Coordinate annotation records:

§ §

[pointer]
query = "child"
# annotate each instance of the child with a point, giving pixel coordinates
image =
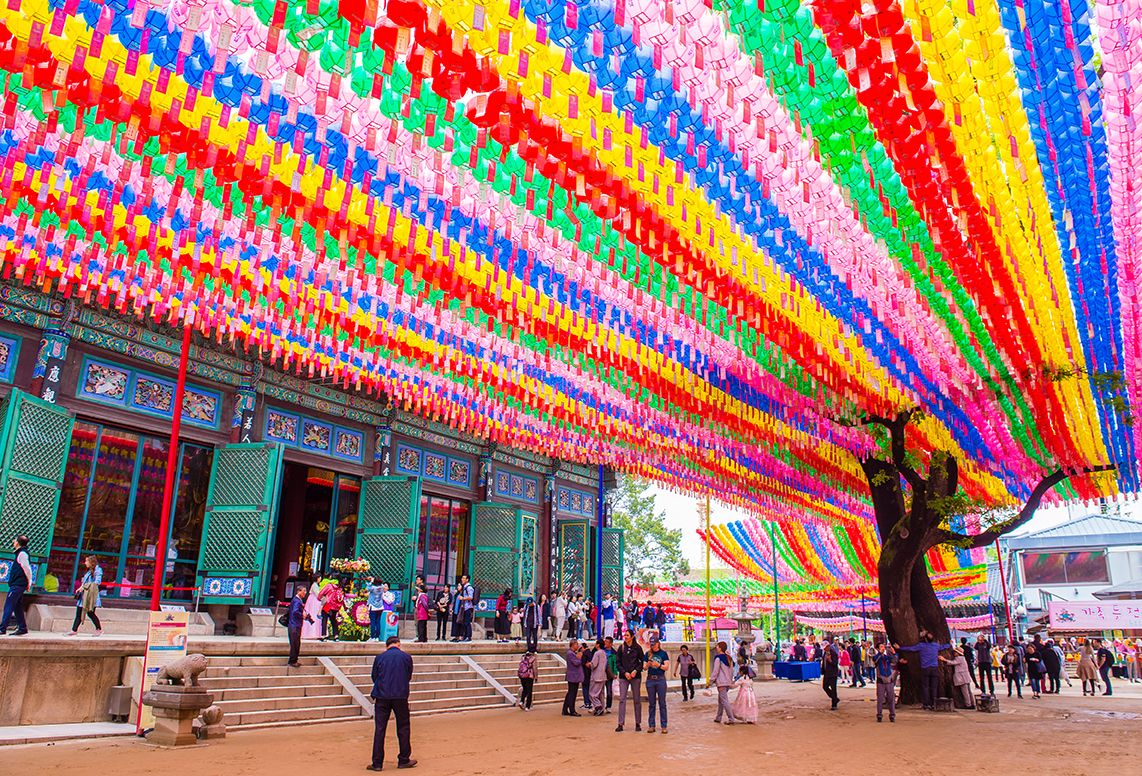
(745, 704)
(528, 671)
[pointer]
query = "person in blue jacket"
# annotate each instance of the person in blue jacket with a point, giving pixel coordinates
(929, 651)
(392, 673)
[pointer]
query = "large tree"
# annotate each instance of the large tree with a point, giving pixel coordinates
(914, 502)
(653, 551)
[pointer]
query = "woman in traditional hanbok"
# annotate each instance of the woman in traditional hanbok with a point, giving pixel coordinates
(311, 627)
(745, 704)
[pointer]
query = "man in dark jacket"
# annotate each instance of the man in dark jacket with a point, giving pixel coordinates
(983, 661)
(295, 619)
(630, 664)
(392, 671)
(19, 580)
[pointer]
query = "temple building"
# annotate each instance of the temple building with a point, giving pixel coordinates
(276, 475)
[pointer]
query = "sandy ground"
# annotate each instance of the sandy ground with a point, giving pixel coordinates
(1066, 734)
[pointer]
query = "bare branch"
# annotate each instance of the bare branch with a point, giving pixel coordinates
(946, 536)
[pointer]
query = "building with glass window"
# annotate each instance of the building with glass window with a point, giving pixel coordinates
(275, 476)
(1072, 562)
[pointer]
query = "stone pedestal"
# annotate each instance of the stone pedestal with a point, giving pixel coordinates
(175, 710)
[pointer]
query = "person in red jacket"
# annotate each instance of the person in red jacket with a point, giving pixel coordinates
(423, 606)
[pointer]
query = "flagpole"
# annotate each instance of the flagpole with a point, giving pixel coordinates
(707, 590)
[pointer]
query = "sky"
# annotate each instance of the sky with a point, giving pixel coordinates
(682, 512)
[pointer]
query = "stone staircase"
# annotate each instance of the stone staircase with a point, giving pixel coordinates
(264, 692)
(551, 685)
(440, 684)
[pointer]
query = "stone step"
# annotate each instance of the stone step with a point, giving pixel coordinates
(226, 682)
(279, 669)
(274, 716)
(289, 690)
(291, 702)
(297, 722)
(227, 661)
(457, 702)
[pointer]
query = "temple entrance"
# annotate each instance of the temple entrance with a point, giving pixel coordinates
(316, 522)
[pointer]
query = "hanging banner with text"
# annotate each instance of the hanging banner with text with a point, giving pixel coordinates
(1094, 615)
(166, 641)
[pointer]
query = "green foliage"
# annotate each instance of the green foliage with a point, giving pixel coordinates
(653, 551)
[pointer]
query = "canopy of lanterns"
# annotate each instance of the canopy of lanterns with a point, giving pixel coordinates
(688, 239)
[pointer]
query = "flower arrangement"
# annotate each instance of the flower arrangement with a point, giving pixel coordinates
(350, 565)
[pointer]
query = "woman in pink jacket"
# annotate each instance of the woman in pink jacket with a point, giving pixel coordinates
(423, 606)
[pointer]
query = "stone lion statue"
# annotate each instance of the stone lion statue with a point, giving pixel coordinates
(183, 671)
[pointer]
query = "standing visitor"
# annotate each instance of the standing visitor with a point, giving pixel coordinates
(421, 613)
(686, 668)
(467, 607)
(332, 598)
(844, 667)
(503, 616)
(573, 616)
(830, 667)
(296, 617)
(457, 616)
(630, 665)
(612, 670)
(656, 664)
(983, 661)
(1032, 662)
(1051, 668)
(745, 703)
(1087, 671)
(930, 667)
(1013, 670)
(573, 678)
(858, 662)
(968, 653)
(1104, 659)
(722, 677)
(528, 671)
(443, 604)
(392, 671)
(560, 612)
(19, 580)
(87, 596)
(376, 603)
(608, 609)
(588, 652)
(598, 678)
(545, 617)
(312, 627)
(960, 676)
(531, 620)
(885, 665)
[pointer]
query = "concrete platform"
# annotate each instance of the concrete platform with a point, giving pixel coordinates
(43, 734)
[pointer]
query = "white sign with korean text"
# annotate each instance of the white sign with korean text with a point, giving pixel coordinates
(1094, 615)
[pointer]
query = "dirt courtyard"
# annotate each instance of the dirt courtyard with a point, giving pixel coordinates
(1066, 734)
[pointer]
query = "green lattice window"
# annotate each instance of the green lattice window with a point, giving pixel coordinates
(495, 557)
(33, 453)
(238, 530)
(387, 526)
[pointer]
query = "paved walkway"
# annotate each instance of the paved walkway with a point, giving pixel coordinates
(41, 734)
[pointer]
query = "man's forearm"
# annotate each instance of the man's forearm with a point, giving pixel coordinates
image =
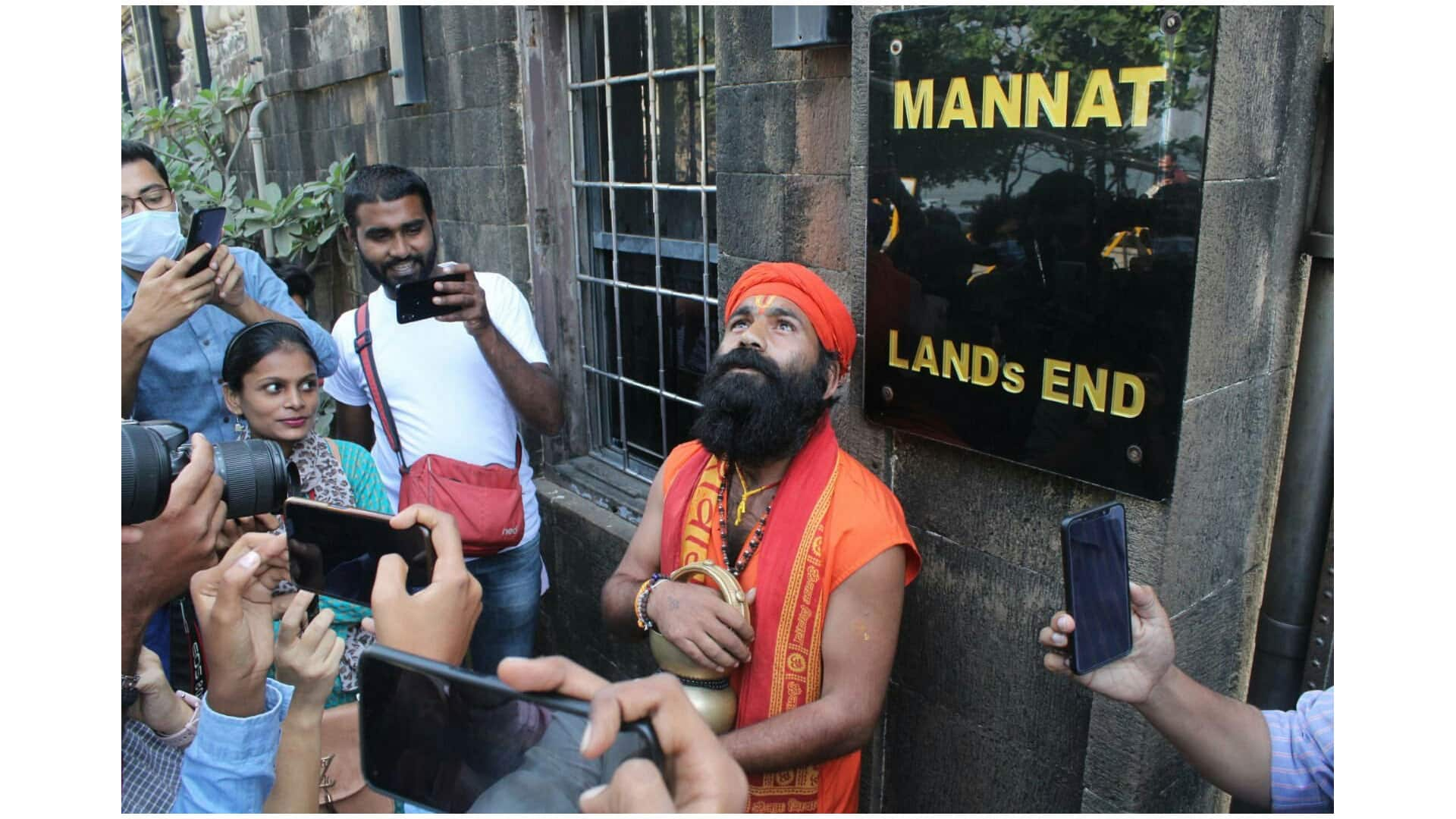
(134, 349)
(532, 392)
(133, 630)
(618, 605)
(1228, 742)
(802, 736)
(296, 779)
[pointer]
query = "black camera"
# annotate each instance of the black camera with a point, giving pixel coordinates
(255, 474)
(1169, 22)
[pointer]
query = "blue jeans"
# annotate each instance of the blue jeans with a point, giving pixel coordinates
(510, 598)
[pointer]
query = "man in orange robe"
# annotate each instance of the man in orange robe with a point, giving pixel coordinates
(817, 541)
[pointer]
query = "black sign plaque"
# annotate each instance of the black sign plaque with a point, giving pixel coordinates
(1036, 188)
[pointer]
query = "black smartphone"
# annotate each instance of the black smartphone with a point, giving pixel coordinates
(1094, 576)
(335, 551)
(462, 742)
(414, 302)
(207, 228)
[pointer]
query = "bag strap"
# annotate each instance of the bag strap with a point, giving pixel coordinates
(364, 346)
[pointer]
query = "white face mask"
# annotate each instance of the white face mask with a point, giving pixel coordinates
(147, 237)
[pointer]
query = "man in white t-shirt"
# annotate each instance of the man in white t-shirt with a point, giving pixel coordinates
(457, 385)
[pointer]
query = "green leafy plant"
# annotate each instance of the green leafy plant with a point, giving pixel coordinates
(306, 218)
(200, 142)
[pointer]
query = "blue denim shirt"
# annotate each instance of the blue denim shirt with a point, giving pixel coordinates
(229, 768)
(180, 382)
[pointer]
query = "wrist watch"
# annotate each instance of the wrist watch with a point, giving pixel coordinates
(128, 689)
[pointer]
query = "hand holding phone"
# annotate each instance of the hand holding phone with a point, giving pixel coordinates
(705, 777)
(1094, 573)
(206, 229)
(437, 621)
(457, 741)
(338, 551)
(416, 300)
(1133, 678)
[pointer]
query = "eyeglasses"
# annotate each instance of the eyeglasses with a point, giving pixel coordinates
(153, 199)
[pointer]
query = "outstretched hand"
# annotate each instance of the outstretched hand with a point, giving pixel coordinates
(702, 777)
(308, 654)
(1131, 678)
(234, 604)
(468, 297)
(437, 621)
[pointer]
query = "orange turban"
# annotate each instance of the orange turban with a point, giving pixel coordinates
(800, 284)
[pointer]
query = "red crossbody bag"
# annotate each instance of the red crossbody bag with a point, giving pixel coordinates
(484, 500)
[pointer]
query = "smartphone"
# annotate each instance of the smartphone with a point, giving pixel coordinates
(207, 226)
(335, 551)
(1094, 575)
(414, 302)
(462, 742)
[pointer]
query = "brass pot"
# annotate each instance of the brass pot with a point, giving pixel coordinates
(707, 689)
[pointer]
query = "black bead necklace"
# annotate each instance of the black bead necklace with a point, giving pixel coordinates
(736, 567)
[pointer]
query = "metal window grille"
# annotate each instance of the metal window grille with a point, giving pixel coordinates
(641, 99)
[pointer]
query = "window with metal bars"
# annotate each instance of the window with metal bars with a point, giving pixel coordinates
(641, 93)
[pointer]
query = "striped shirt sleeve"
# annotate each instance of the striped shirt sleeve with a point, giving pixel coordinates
(1302, 761)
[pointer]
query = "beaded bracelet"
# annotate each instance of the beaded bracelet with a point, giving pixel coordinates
(639, 604)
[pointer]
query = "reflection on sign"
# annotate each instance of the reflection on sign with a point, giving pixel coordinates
(1034, 203)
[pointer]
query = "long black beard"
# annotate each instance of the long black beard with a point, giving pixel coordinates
(758, 419)
(427, 265)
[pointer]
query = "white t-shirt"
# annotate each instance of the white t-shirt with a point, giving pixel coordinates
(443, 394)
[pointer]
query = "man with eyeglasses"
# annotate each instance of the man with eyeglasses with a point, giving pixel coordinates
(175, 327)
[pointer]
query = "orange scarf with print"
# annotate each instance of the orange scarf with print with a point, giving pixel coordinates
(788, 613)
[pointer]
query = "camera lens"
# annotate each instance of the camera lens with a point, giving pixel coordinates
(146, 474)
(256, 475)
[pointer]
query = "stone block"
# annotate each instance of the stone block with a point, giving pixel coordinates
(730, 268)
(455, 80)
(1248, 287)
(756, 127)
(431, 31)
(1229, 466)
(746, 52)
(967, 645)
(821, 133)
(491, 24)
(511, 134)
(752, 212)
(469, 137)
(437, 83)
(455, 34)
(587, 544)
(814, 222)
(1003, 509)
(826, 61)
(943, 761)
(520, 271)
(1263, 110)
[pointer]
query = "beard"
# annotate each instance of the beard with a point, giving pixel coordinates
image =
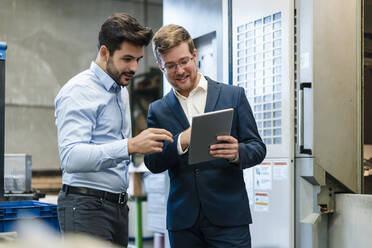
(114, 73)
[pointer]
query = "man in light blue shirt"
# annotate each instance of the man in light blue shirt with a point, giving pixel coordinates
(94, 134)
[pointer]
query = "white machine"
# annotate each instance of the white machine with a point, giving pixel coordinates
(299, 62)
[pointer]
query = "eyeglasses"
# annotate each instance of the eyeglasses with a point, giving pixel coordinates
(171, 67)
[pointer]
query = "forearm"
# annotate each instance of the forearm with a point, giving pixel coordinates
(84, 157)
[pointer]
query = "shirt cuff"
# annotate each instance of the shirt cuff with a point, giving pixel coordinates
(236, 159)
(179, 147)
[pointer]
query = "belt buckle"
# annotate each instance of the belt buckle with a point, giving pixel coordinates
(122, 198)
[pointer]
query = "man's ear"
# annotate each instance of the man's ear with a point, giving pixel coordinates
(104, 53)
(195, 54)
(160, 67)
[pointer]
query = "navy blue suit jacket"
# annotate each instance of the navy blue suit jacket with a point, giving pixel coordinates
(216, 186)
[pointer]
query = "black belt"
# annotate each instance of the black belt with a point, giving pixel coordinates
(120, 198)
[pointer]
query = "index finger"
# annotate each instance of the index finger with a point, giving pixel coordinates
(226, 138)
(161, 131)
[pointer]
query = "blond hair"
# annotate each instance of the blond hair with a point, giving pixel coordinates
(168, 37)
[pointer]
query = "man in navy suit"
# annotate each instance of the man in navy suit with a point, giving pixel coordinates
(208, 204)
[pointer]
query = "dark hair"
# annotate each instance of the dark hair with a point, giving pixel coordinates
(122, 27)
(168, 37)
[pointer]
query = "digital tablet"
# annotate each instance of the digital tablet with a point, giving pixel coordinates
(204, 131)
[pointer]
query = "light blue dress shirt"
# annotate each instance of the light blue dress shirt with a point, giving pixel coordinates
(93, 121)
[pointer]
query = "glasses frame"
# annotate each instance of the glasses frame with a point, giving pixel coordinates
(174, 66)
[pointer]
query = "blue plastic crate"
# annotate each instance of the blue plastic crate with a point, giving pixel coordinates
(14, 211)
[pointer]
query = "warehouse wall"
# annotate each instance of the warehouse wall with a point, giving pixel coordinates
(49, 41)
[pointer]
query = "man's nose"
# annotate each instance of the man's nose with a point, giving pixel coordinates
(179, 69)
(134, 66)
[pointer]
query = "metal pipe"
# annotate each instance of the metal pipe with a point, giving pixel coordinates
(3, 47)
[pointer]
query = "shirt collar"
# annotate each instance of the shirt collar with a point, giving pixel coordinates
(104, 79)
(202, 85)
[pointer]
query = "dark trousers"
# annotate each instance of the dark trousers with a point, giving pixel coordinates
(93, 216)
(204, 234)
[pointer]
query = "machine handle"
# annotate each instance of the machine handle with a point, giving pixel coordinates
(301, 128)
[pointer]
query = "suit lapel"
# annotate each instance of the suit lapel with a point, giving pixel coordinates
(212, 96)
(173, 103)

§ §

WHAT IS NEEDED: Please pull out every line of the entries above that contains the word "sleeve".

ANSWER TO THIS EXERCISE:
query = "striped shirt sleeve"
# annotate each instance of the striped shirt sleeve with a point, giving pixel coordinates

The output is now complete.